Extrait source =
_ _ _ _

Si l’édition originale de l’album est la seule à être disponible en Hi-Res 24 bits, la Legacy Edition publiée en 2008 permet d’entendre les répétitions, les deux shows en entier et l’intégralité des interventions de Johnny Cash mais surtout celle du speaker de la prison incitant les détenus à réagir le plus bruyamment possible. Quatre mois plus tard, At Folsom débarque dans les bacs et s’envole à la première place des charts country et la 13e des charts pop. La critique salue unanimement l’originalité de la démarche et fait de Johnny Cash la voix des opprimés, une sorte de Woody Guthrie des temps modernes jonglant avec l’empathie, l’humour et le pathos. La carrière de l’Homme en noir est instantanément relancée. Et la chaîne ABC commence même à lui parler d’un show télévisé à son nom. Un an après Folsom, Cash retourne « au château ». Cette fois plus à l’ouest, au pénitencier de San Quentin. Minutieusement préparé, Johnny Cash At San Quentin est un brin moins puissant que son prédécesseur. Mais tout ce que sous-entend l’univers carcéral est bien présent et le répertoire, en partie différent du live à Folsom, s’enchaîne à un rythme effréné. Histoire de charmer encore plus le jeune public, le disque commence par une reprise de Wanted Man de Bob Dylan. Il présente surtout le bien nommé San Quentin, écrit pour l’occasion, et dont les paroles restent un sommet de la plume cashienne : « San Quentin, you've been livin' hell to me. You've hosted me since 1963. I've seen 'em come and go and I've seen them die. And long ago I stopped asking why. San Quentin, I hate every inch of you. You've cut me and have scarred me through and through. And I'll walk out a wiser weaker man. Mister Congressman, you can't understand. » (« San Quentin, t’as été un véritable enfer pour moi. Tu m'héberges depuis 1963. Je les ai vus venir et je les ai vus mourir. Et il y a longtemps de cela, j'ai cessé de demander pourquoi. San Quentin, je déteste le moindre de tes recoins. Tu m'as coupé et marqué, encore et encore. Et je sortirai d'ici plus sage, plus faible. Monsieur le député, vous ne pouvez pas comprendre »).

Johnny Cash - San Quentin (Live at San Quentin, 1969)

_ _ _ _

Entrées fournies =
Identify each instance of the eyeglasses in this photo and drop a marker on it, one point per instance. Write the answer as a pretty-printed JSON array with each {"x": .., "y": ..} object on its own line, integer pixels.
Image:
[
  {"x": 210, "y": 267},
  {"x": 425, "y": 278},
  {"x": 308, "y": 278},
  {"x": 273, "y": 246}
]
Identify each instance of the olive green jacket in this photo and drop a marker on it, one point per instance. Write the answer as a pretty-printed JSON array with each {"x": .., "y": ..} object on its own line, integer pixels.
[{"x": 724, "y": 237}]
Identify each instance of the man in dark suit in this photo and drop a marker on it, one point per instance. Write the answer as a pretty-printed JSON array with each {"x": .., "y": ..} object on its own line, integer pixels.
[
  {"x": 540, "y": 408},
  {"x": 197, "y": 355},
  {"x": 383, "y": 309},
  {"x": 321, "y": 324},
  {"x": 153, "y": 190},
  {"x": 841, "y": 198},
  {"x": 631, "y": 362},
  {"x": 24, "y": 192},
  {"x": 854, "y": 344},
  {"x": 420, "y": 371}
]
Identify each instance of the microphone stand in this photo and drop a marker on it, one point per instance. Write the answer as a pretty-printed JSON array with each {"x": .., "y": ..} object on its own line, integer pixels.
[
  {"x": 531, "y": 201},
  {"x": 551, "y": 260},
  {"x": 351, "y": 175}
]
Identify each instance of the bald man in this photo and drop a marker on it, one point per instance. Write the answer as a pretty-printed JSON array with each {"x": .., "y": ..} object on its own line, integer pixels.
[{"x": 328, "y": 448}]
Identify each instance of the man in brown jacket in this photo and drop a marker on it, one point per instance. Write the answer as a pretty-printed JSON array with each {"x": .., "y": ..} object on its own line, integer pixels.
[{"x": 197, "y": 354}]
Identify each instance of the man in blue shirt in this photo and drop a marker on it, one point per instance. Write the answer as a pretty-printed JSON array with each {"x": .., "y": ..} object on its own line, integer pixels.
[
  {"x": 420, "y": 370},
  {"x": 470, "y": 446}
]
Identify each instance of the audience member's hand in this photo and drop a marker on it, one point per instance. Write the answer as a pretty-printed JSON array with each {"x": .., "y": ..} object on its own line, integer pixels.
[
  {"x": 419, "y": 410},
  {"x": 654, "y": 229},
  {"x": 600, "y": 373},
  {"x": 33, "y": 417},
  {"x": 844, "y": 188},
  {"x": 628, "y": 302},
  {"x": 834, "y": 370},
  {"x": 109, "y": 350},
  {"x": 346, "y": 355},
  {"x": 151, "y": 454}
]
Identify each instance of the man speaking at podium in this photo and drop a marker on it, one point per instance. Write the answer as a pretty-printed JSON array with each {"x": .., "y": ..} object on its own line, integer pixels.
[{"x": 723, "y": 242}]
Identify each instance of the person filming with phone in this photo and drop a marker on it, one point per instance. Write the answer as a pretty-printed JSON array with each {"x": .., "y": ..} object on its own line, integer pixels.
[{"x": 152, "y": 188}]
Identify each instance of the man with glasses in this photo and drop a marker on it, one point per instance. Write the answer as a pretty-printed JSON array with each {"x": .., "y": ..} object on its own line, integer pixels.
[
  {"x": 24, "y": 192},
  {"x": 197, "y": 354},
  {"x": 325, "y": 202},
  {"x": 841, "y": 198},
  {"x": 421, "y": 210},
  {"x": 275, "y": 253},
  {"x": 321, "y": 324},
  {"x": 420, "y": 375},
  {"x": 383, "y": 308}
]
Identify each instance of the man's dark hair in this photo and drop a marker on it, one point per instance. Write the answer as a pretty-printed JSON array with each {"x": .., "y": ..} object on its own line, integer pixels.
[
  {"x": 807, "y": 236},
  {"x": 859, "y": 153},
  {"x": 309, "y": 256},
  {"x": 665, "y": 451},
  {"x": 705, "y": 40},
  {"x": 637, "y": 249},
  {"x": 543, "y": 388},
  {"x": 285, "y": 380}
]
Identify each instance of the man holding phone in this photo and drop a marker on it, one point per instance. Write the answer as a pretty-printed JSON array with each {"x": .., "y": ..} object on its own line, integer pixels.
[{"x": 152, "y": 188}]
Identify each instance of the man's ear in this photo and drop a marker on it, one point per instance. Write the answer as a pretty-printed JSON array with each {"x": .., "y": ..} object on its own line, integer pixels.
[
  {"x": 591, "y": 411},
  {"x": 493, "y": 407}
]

_ _ _ _

Travail à faire =
A: Condensez sous forme de liste le paragraphe de l'extrait sur Johnny Cash qui commence par « Si l'édition originale de l'album », sans perdre ses faits essentiels.
B: Prolongez l'extrait sur Johnny Cash au-delà de sa dernière ligne.
Les entrées sont tirées d'une source différente.

Réponses proposées =
A:
- Seule l'édition originale de l'album existe en Hi-Res 24 bits. La Legacy Edition de 2008 fait entendre les répétitions, les deux shows complets et toutes les interventions de Johnny Cash, et surtout celle du speaker de la prison qui pousse les détenus à réagir le plus bruyamment possible.
- Quatre mois plus tard, At Folsom sort et prend la 1re place des charts country et la 13e des charts pop.
- La critique salue unanimement l'originalité de la démarche. Elle fait de Cash la voix des opprimés, une sorte de Woody Guthrie moderne qui mêle empathie, humour et pathos.
- La carrière de l'Homme en noir est aussitôt relancée, et la chaîne ABC lui parle d'un show télévisé à son nom.
- Un an après Folsom, Cash joue au pénitencier de San Quentin, plus à l'ouest. Minutieusement préparé, Johnny Cash At San Quentin est un peu moins puissant que son prédécesseur. L'univers carcéral y est pourtant bien présent, et le répertoire, en partie différent de celui de Folsom, s'enchaîne à un rythme effréné.
- Pour séduire le jeune public, le disque s'ouvre sur une reprise de Wanted Man de Bob Dylan. Il présente surtout San Quentin, écrit pour l'occasion, dont les paroles restent un sommet de la plume de Cash.

B:
JohnnyCashVEVO

Pour Johnny Cash comme pour ses fans, cet enregistrement à San Quentin est un tournant puisque le premier sans le fidèle Luther Perkins, guitariste inventeur du fameux son « boom-chicka-boom », emporté six mois plus tôt dans un incendie à seulement 40 ans, et remplacé par Bob Wootton. Les anecdotes sont légion, comme celle de la fameuse photo où, guitare en bandoulière, le chanteur fait un magnifique doigt d'honneur face à l’objectif du photographe Jim Marshall. L’équipe de Granada TV, présente pour immortaliser le concert, avait envahi la scène et Johnny Cash, n’arrivant pas à la faire déguerpir, hurla « Mais barrez-vous ! », ponctuant son cri d'un majeur. Impossible non plus d’accoler les noms Cash et San Quentin sans mentionner Merle Haggard. Celui qui n’est pas encore une légende de la country était aussi présent dans le public ! Pas le jour de l’enregistrement mais quelques mois plus tôt, quand l’Homme en noir avait donné un concert le jour du réveillon. Haggard ne cessera de raconter plus tard comment le charisme de Cash fut une vraie révélation pour lui…

Le 4 juin 1969, l’album sort enfin, avec sur sa légendaire pochette une superbe photo bleue et noire signée Marshall. Pour la première fois de sa carrière, Cash s’installe en pole position des charts country et pop ! Et le 7 du même mois sur ABC, il présente la première des 58 émissions du Johnny Cash Show pour laquelle il a convié Bob Dylan et Joni Mitchell. Un show qui durera jusqu’en mars 1971 et accueillera notamment Neil Young, Ray Charles, Dusty Springfield, Creedence Clearwater Revival, les Staple Singers, Kris Kristofferson, Merle Haggard, James Taylor, Louis Armstrong et Odetta. La résurrection tant artistique que commerciale était inattendue pour Johnny Cash, qui luttait quelques mois plus tôt avec sa récurrente addiction aux drogues. Son statut est désormais celui d’une superstar, à l’image du concert sold out qu’il donne le 5 décembre au Madison Square Garden de New York. Mais rien ne lui apportera jamais la même sensation de surpuissance qu'il a connue dans le pénitencier, comme il le confia au journaliste Bill Flanagan à la fin de sa vie. « A San Quentin, je savais que l’auditoire de la prison m’était complètement acquis et tout ce que j’avais à dire, c’était « Prenez le contrôle ! Cassez tout ! » et ils l’auraient fait ! Et les gardiens le savaient très bien. Franchement c’était très tentant… »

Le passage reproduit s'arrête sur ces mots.